**Problem requirements:** You are to retype all of the data exactly as it appears.

**Supplied data:**
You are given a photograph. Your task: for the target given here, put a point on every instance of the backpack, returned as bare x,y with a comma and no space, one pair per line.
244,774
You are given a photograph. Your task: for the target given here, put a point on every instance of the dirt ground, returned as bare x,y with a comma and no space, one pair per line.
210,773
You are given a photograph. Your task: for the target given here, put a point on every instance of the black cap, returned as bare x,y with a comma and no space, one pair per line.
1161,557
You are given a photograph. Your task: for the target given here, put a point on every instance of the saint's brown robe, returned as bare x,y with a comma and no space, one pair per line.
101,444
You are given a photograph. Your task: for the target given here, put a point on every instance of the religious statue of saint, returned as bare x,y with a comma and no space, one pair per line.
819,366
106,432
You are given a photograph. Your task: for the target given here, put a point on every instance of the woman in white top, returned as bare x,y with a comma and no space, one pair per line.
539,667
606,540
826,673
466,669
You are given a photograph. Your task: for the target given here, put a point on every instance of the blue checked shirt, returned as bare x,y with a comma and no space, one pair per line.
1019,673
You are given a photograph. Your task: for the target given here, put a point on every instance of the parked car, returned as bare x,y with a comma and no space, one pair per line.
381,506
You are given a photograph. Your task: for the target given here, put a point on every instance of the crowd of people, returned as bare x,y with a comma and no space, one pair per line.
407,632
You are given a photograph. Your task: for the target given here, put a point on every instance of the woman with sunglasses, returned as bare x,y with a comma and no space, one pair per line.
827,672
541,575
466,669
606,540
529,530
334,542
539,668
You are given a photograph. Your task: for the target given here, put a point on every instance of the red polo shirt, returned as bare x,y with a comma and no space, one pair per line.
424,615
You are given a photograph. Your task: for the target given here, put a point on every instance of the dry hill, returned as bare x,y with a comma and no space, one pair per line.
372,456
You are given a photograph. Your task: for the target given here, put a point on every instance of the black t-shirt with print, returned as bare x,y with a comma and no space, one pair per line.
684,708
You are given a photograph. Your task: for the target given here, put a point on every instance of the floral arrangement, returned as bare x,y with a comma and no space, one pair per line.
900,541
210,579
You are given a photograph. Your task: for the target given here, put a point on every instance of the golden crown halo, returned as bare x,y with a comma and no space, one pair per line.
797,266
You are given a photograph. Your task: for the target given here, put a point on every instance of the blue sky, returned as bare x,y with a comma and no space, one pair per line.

**Solution to this exercise:**
You are given a photograph. Your task: for the target given here, put a point on every instance of the backpack, returned as bare x,y with a comma and no space, one pair per line.
244,774
You are given a photograph. Your task: for the target given here, put a point on every instance of the dirt ground, returned as bare x,y with a comma and no space, one pair per line.
210,773
You are given a photograph. Your task: for the target given here, put a point on every instance of the black cap, returned as bare x,y with a comma and no space, one pair per line.
1161,557
You are given a photograph. Your task: for the target given here, put a point on every instance of the saint's brown robe, returned as bare x,y with a comma and no space, one pair per line.
101,444
You are given a photograph. Your task: for the target given here, put a point on every instance of the religious statue of saint, returned as bare x,y with a comma and no space, one pair per line.
819,366
106,432
You are given a photograph. Your task: for the target given here, put a point on every instance of the woman in white top, returned as bare x,y with a comma and no space, one pair per line.
539,667
606,540
826,673
466,669
You are given a photograph. Your task: for the target given here, put a point on every instance of the blue checked shirt, returned as bare x,y with a comma and no space, one pair per line.
1019,673
You are given a photograph. Your task: for the target given here, put a point on every instance of the parked car, returned as bare x,y with a comma and no space, one pair per line.
381,506
You are given a photograph. Your task: for the target given here, put a point on every instance of the crowd of people, returned as bare x,y with a comma and no space, one pair per line.
407,632
You are given a photograph. Your task: for the target given here, put a point on every instance of the woman with sunglasses, returned as bare x,y with a comma and no space, one pair per line.
827,672
541,575
466,669
606,540
529,530
334,542
539,668
You are given a photograph. Your task: for the target given here, put a point on every instance of the red polo shirt, returned as bare x,y with a comma and no space, one pair per line.
424,615
You are given a photograph. Your task: for the target given here, put a point on every instance of the dry hill, returned as bare x,y with a comma and no space, one pair per line.
372,456
You are given a photograph. Your task: for the target given here, put a point on every instance of the black t-shirt with print, returned as bare x,y with a comma and no space, one pair per line.
684,708
You are given a photograph. Your task: for the target given here, put a point on every instance of the floral arrangement, returned as bare x,y with a comma and no space, one pair per line.
900,541
210,579
You are given a photograph. Your task: for the target given here, put a point on every instance of the golden crown halo, returned as bare x,y with a comma and no space, one pair per line.
797,266
You are given a photograph. Your task: for the target given here, put a point on every instance of the blue sky, returned as bare x,y with a comma and no space, one pair per line.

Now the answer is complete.